* **AUFGABE A**
An welchem Ort und auf welche Weise kam Jan Hus laut dem Text über die Reformation im Jahr 1415 ums Leben?

_____

Photo: Dorotheum from Wikimedia Commons (CC 0)
Von Prof. Roland Vaubel, emeritierter Professor für Volkswirtschaftslehre und Politische Ökonomie an der Universität Mannheim.
Weshalb ging die Reformation von Deutschland aus, und weshalb erfasste sie als nächstes die Schweiz und die Niederlande? Weshalb gelang die Reformation nicht schon vorher in Großstaaten wie Frankreich oder England, obwohl es dafür durchaus Ansätze gab? Die Katharer in Frankreich wurden regelrecht ausgerottet, und John Wycliffe in England wurde von der englischen Kirche zum Ketzer erklärt. Der deutsche Sprach- und Kulturraum war für die Reformation “prädestiniert”, weil er nicht in einem Großstaat vereint, sondern politisch fragmentiert war. Reformatoren, die verfolgt wurden, konnten sich relativ leicht im selben Sprach- und Kulturraum in Sicherheit bringen oder – wie Martin Luther – in Sicherheit gebracht werden. Die Grenze war nicht weit, und die Aussicht, anderswo in einer ähnlichen Umgebung leben und wirken zu können, ermutigte die religiösen Querdenker, gegen die herrschende Lehre und Kirche zu protestieren. Anders als 1415, als Jan Hus in Konstanz auf dem Scheiterhaufen endete, war diesmal auch der Zeitpunkt günstig, denn der katholische Kaiser wurde von 1521 bis 1544 in fünf Kriege mit dem französischen König verwickelt, der sich mit aller Kraft und ohne religiöse Scheuklappen gegen die habsburgische Umklammerung zur Wehr setzte, und 1529 standen die Türken vor Wien!
Man kann sich fragen, weshalb nicht auch das politisch fragmentierte Italien für die Reformation prädestiniert war. Im 15. Jahrhundert hatten die humanistischen Freigeister in einigen der italienischen Stadtstaaten Schutz vor der Inquisition gefunden. Aber die Reformation wurde von keinem italienischen Herrscher unterstützt. Die wenigen italienischen Reformatoren, die es gab, flohen in die Schweiz und nach Süddeutschland oder wurden in Rom hingerichtet. Zwei Erklärungen drängen sich auf. Zum einen ist das römische Papsttum eine italienische Institution, auf die die Italiener zu allen Zeiten stolz waren. Anders als in Deutschland wäre man in Italien kaum auf die Idee gekommen, dem Papsttum die Existenzberechtigung abzusprechen. Zum anderen wurden die Zustände, die damals im Vatikan herrschten, wahrscheinlich von den meisten Italienern nicht als so skandalös empfunden wie von den strengen Deutschen, Schweizern und Niederländern.

_____

* **AUFGABE B**
Zeige jede Zeile der Datensätze, in der das Wort „cluster“ vorkommt.

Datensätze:
_____

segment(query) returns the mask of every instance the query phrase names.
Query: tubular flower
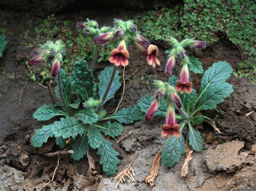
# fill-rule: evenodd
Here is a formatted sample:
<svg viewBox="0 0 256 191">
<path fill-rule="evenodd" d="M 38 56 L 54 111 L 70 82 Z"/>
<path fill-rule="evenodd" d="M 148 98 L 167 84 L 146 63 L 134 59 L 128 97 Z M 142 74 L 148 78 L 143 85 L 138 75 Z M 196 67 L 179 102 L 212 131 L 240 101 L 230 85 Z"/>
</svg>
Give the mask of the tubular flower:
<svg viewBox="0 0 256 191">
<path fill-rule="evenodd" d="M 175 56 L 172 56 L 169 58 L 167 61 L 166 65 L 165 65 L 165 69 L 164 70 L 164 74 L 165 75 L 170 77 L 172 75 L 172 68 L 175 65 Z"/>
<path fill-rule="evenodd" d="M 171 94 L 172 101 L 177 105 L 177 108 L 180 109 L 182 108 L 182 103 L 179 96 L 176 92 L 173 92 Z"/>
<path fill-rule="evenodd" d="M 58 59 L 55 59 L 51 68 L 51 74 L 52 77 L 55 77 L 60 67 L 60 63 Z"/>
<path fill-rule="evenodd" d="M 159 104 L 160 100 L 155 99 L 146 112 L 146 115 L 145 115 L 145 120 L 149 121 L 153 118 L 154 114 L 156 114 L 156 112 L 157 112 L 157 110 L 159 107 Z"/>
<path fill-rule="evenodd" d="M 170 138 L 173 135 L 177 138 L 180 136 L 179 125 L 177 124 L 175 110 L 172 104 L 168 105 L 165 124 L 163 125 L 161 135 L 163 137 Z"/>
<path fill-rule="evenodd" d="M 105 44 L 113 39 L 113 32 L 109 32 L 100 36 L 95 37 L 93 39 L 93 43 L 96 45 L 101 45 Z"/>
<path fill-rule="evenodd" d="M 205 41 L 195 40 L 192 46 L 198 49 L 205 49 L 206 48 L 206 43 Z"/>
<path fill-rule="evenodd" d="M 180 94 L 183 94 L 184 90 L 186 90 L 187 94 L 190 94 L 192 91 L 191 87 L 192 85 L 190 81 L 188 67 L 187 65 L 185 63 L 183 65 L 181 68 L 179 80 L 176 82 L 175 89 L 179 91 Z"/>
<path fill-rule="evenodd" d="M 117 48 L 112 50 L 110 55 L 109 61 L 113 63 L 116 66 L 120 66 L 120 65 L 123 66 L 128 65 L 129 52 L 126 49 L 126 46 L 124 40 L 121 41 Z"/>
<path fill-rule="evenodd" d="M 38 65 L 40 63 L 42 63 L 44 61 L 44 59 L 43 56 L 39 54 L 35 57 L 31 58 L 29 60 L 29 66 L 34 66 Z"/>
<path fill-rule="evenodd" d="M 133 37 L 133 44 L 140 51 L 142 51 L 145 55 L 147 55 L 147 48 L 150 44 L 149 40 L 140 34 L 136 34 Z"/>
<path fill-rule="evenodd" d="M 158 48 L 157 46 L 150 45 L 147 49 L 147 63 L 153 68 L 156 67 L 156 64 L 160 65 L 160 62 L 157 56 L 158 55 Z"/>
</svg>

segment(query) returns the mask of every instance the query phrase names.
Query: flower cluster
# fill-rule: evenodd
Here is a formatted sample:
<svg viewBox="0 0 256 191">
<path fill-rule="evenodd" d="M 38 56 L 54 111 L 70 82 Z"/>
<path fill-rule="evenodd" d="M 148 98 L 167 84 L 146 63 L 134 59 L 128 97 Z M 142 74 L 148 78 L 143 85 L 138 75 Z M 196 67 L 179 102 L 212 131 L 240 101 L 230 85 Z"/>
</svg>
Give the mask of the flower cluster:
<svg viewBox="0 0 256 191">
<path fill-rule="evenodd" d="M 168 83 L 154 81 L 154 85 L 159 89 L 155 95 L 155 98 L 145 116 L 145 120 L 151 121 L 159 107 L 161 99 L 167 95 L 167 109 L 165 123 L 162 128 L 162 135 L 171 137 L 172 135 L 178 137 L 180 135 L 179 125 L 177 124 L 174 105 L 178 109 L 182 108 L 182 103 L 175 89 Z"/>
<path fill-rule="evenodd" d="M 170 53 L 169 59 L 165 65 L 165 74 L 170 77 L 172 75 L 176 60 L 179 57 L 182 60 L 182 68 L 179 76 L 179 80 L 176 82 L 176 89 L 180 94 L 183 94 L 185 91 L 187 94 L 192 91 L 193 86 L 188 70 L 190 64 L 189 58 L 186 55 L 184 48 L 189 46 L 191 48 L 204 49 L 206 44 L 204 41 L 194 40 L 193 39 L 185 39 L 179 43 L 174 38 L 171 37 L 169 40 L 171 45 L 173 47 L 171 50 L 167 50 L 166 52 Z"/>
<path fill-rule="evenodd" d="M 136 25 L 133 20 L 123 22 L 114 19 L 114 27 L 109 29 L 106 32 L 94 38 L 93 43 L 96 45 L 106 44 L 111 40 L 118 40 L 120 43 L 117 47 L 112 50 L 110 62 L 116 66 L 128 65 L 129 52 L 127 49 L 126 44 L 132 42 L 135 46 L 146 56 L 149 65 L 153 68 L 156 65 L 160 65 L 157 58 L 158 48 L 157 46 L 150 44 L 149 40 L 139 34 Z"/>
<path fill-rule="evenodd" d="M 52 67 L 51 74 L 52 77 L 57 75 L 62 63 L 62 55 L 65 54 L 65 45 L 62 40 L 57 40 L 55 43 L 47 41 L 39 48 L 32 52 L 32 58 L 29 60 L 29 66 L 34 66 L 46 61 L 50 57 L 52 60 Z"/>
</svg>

_____

* **ANTWORT A**
In Konstanz auf dem Scheiterhaufen.

* **ANTWORT B**
Query: flower cluster
Give the mask of the flower cluster:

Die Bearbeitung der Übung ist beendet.